## Task statement
Rewrite the material between the line holding "If you could spot the side mirror" and the end of the material, inclusive, scaling every coordinate by 2 and rounding to whole numbers, with halves rounded up. Leave all other text as it stands.

## Exercise data
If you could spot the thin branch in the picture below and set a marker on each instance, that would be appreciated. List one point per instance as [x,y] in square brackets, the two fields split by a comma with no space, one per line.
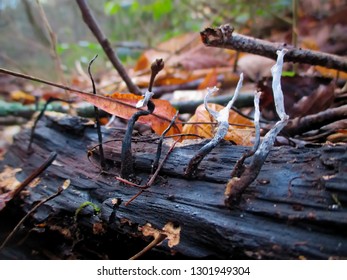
[77,91]
[224,37]
[244,176]
[300,125]
[60,190]
[160,143]
[90,20]
[53,42]
[223,126]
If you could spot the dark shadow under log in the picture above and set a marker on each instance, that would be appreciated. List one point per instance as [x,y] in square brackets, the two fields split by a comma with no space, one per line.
[296,208]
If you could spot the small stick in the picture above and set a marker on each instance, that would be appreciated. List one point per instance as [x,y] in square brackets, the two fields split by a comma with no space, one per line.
[224,37]
[127,165]
[160,144]
[246,175]
[223,126]
[97,118]
[53,43]
[151,180]
[90,20]
[60,190]
[85,95]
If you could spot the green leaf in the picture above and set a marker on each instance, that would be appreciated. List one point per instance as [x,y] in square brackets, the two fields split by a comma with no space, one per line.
[161,7]
[96,208]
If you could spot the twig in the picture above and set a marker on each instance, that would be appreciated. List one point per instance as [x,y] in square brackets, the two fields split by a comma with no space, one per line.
[152,178]
[223,127]
[97,118]
[223,37]
[245,100]
[300,125]
[82,94]
[239,166]
[245,176]
[60,190]
[90,20]
[160,143]
[127,165]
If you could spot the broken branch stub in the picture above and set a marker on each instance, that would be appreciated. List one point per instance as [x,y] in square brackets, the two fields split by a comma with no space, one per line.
[225,37]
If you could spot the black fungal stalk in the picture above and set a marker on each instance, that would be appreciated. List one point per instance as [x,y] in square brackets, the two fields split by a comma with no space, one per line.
[97,118]
[127,162]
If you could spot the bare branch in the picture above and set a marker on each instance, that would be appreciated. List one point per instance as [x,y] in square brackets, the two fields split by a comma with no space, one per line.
[90,20]
[223,37]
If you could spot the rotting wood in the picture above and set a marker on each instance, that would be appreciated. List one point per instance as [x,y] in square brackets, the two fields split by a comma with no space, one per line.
[294,209]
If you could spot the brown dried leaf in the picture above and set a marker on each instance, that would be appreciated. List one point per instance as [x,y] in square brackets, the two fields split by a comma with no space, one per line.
[171,232]
[8,181]
[240,135]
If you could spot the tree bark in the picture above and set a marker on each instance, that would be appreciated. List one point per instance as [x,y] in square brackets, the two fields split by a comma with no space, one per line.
[294,209]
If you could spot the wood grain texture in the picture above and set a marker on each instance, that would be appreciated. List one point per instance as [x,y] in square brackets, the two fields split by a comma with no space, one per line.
[295,208]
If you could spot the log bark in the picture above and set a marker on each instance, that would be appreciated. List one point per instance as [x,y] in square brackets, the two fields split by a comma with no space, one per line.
[295,208]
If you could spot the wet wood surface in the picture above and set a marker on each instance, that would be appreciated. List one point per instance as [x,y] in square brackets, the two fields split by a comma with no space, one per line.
[295,209]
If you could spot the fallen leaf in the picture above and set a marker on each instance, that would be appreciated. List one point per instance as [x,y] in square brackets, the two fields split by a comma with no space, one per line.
[240,135]
[210,80]
[171,232]
[8,183]
[123,105]
[8,180]
[22,97]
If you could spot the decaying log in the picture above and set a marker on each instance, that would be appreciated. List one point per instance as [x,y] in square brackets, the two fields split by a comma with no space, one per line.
[295,208]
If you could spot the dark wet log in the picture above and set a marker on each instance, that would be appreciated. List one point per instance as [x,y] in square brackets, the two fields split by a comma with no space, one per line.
[295,209]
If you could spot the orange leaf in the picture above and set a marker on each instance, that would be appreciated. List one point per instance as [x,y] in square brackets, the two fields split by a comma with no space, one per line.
[210,80]
[241,135]
[123,105]
[22,97]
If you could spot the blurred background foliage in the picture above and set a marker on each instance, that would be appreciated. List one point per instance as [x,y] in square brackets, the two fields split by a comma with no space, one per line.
[132,26]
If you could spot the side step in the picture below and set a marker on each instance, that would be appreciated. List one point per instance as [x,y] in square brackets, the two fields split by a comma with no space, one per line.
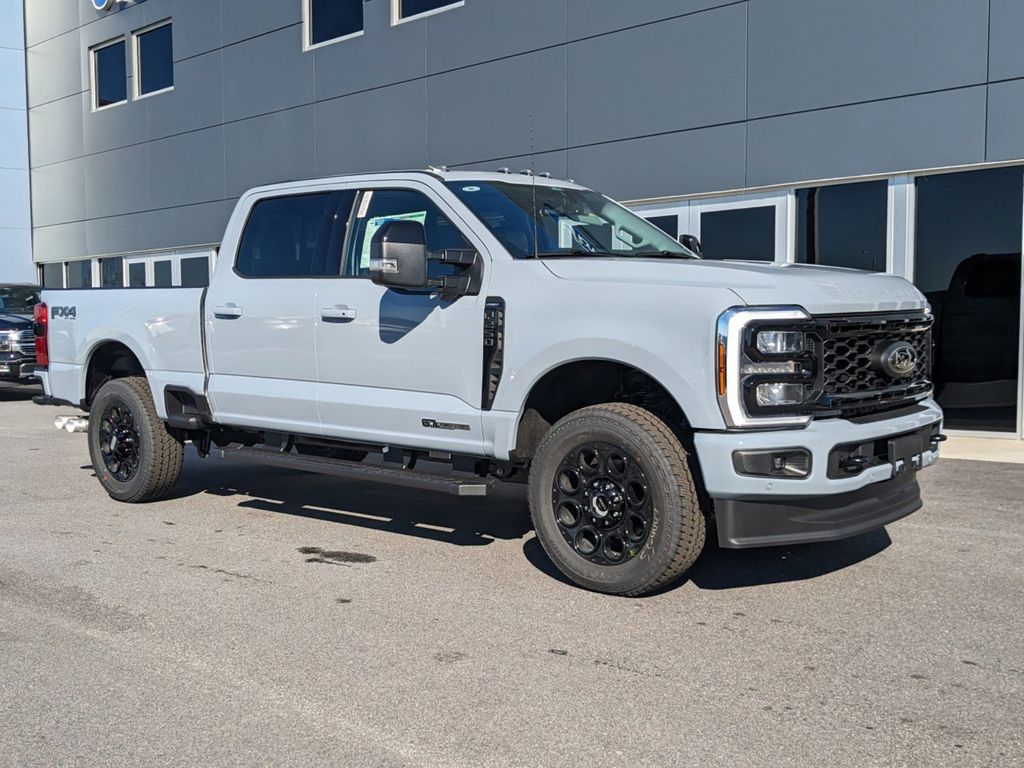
[356,471]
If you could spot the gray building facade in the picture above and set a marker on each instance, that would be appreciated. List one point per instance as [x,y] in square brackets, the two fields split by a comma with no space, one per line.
[881,134]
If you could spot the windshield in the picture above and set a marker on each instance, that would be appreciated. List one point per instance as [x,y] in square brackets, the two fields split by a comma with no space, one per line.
[17,299]
[551,221]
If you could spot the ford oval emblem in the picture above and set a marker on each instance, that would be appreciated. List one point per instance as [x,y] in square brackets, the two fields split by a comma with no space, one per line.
[899,359]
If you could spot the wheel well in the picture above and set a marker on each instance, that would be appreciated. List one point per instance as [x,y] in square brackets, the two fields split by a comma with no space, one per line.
[111,359]
[583,383]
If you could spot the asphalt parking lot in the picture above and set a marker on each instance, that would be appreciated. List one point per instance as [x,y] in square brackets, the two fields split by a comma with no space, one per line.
[266,616]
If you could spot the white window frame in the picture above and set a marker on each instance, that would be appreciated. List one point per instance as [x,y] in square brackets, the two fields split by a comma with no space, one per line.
[94,91]
[136,61]
[307,30]
[785,217]
[397,18]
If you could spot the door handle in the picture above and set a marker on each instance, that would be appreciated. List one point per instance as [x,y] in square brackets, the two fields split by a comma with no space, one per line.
[338,311]
[227,310]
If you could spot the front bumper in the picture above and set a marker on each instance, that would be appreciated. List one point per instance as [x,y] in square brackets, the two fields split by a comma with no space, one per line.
[825,505]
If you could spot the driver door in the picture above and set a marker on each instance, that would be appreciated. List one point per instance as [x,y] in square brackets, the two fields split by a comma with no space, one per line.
[399,367]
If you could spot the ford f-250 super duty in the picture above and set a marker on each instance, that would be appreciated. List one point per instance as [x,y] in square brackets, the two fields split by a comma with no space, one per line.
[515,328]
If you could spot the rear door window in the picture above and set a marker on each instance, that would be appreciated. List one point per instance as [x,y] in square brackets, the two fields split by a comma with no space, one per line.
[294,237]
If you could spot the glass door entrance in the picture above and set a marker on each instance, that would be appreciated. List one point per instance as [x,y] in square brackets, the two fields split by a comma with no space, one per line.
[968,263]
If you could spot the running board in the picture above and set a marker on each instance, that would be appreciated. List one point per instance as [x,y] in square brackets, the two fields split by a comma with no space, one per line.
[356,471]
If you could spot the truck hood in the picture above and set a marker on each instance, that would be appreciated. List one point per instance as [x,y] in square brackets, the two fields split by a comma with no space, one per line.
[820,290]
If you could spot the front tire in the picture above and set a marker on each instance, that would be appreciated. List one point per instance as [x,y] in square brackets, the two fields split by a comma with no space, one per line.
[613,502]
[134,456]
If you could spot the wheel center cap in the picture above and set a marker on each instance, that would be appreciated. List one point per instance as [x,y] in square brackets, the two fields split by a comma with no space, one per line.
[605,499]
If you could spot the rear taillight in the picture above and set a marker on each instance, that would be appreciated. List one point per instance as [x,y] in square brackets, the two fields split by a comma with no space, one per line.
[42,321]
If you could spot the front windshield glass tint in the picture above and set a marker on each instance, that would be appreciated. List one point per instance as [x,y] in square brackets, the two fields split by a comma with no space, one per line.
[553,221]
[17,299]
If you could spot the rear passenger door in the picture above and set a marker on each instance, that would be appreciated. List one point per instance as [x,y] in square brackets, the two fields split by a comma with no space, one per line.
[260,322]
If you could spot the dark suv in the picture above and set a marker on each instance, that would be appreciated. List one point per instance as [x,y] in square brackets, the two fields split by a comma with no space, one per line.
[17,339]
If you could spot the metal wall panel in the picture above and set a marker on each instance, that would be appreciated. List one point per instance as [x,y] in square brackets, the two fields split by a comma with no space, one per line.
[269,148]
[932,130]
[492,111]
[1006,57]
[807,54]
[379,129]
[693,73]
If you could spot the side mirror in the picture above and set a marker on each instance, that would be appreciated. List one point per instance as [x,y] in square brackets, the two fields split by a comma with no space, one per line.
[690,243]
[398,255]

## Task solution
If you could spot the side mirror in the picture above and set a marker on each instance, that would be appreciated. List one point per instance as [x,y] in square brackets, the two fields split by a comma with no space, one per line.
[1380,486]
[796,510]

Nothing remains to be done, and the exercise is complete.